(Dataset entries)
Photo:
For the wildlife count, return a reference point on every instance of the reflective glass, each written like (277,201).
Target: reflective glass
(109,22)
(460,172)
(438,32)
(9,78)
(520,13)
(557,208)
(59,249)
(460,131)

* [ASSIGNED TASK]:
Take the entries above and return all of them exactly.

* [RESULT OF THIS TASK]:
Photo:
For the wildlife count, return a reference point on every instance of the reflective glass, each written like (277,201).
Target: reflective glass
(109,22)
(460,172)
(438,32)
(9,78)
(520,13)
(557,208)
(59,249)
(460,131)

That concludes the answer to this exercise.